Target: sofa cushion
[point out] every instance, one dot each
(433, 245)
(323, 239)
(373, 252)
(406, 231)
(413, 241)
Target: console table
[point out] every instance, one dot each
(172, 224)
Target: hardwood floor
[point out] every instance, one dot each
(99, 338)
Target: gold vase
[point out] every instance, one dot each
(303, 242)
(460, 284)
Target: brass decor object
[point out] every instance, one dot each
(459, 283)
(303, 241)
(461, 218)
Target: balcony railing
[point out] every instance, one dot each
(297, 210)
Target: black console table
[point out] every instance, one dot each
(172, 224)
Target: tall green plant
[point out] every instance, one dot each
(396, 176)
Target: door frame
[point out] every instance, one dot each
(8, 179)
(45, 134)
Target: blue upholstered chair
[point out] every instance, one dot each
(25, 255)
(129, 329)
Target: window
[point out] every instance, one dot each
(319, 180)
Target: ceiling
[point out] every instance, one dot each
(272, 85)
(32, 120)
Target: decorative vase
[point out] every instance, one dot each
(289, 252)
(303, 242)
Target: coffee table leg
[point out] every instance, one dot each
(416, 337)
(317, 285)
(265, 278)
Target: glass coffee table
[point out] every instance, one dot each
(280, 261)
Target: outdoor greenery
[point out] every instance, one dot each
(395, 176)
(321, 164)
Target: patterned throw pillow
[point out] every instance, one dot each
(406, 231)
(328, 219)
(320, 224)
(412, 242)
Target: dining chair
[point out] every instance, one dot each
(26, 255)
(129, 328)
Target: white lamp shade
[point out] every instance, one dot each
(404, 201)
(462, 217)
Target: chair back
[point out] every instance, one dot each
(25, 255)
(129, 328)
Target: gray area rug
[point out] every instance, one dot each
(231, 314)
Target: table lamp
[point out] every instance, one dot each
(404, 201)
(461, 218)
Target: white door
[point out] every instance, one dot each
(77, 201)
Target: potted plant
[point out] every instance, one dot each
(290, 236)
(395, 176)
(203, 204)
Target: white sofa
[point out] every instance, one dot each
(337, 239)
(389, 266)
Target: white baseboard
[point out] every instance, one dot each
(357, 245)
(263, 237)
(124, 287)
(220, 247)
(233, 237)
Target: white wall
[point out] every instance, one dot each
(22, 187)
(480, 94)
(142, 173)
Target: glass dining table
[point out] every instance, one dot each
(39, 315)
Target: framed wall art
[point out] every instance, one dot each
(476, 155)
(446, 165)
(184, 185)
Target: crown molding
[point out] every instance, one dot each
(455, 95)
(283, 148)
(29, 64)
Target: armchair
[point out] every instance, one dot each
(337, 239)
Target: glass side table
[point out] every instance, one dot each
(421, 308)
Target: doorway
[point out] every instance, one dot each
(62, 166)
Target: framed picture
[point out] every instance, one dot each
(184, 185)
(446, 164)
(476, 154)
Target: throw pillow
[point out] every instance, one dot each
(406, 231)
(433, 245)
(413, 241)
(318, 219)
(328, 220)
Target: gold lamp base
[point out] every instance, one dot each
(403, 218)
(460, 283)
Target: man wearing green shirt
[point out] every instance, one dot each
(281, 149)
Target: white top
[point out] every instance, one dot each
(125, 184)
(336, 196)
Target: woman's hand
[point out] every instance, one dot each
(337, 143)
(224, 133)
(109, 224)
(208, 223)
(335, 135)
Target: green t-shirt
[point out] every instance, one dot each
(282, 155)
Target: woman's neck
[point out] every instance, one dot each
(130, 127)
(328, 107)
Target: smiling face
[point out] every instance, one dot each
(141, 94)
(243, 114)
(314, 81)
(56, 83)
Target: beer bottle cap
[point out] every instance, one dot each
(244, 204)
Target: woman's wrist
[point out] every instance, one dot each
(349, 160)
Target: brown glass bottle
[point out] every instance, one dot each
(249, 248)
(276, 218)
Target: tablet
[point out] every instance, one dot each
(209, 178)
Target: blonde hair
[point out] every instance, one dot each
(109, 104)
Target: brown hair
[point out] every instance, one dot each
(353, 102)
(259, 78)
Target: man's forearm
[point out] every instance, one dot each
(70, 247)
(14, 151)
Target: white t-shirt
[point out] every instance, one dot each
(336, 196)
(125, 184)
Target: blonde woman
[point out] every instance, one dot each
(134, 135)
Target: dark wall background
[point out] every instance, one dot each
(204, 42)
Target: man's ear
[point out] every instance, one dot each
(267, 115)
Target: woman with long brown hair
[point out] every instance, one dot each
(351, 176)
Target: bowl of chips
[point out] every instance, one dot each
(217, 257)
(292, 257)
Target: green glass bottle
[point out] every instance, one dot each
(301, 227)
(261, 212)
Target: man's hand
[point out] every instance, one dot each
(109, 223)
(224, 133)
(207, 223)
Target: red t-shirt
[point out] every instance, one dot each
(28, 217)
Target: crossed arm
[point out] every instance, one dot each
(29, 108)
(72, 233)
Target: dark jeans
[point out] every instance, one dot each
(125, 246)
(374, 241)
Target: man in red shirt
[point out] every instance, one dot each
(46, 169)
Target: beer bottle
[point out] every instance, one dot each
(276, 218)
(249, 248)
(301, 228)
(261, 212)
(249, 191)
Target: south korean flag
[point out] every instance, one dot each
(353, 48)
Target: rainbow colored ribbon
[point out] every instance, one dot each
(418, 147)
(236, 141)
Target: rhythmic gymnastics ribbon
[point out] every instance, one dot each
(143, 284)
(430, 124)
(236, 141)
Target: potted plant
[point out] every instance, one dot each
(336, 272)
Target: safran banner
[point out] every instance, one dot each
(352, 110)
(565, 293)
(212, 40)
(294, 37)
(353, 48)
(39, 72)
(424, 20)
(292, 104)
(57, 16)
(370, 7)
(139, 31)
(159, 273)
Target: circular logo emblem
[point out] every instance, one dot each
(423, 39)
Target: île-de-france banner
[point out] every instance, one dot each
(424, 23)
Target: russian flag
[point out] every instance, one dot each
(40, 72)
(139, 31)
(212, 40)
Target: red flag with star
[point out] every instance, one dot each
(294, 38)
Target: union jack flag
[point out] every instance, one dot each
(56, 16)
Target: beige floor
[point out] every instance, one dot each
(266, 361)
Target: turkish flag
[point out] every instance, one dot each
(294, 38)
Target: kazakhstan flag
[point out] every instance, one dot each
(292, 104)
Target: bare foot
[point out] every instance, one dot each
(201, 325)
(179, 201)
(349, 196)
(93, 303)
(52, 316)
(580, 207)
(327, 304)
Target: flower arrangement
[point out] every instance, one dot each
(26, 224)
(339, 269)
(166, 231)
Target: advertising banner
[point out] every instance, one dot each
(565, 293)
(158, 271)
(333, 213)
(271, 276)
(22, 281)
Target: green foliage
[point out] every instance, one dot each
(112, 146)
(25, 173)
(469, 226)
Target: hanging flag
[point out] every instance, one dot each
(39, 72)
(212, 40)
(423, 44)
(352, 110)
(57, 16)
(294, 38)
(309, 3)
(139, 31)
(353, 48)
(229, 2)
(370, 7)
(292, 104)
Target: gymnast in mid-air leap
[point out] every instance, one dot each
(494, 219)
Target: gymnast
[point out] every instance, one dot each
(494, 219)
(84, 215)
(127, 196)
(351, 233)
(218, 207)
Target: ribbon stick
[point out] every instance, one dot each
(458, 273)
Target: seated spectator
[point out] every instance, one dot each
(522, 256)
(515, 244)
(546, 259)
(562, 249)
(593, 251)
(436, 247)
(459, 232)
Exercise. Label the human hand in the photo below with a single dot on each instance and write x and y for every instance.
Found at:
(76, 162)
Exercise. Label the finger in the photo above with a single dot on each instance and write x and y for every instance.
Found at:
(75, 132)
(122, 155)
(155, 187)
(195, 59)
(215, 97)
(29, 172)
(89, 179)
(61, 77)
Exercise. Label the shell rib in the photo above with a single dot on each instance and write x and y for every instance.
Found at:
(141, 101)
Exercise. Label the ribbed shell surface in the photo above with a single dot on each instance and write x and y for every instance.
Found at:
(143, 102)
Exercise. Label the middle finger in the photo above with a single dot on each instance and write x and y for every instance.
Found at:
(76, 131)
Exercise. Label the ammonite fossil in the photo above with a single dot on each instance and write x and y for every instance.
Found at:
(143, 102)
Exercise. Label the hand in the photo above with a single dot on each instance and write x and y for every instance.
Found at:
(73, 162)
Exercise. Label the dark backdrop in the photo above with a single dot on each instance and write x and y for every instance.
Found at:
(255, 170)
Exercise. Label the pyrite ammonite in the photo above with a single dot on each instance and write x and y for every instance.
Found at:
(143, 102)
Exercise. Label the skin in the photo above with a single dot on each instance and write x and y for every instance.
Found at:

- Requirement:
Copy the records above exactly, from the first line through the line containing "Target: brass decor object", and include nothing else.

- Answer for this exercise:
Target: sofa cushion
[point out] every instance, one dot each
(433, 245)
(323, 239)
(373, 252)
(406, 231)
(413, 241)
Target: console table
[point out] every instance, one dot each
(172, 224)
Target: hardwood floor
[point out] every instance, one dot each
(99, 338)
Target: gold vase
[point out] every instance, one dot each
(303, 242)
(460, 284)
Target: brass decor object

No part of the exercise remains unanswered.